Excerpts from location labeling data
▼
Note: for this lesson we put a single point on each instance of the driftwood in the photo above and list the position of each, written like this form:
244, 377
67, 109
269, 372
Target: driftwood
▲
- [DIRECTIONS FOR THIS TASK]
Rewrite all of the lines above, swapping "driftwood" for "seaweed" wherever it occurs and keeping everything else the same.

- [COMPLETED EXERCISE]
Note: for this lesson we put a single point on each instance of the seaweed in the photo above and list the position of each, written like this form:
244, 377
67, 109
269, 372
Target: seaweed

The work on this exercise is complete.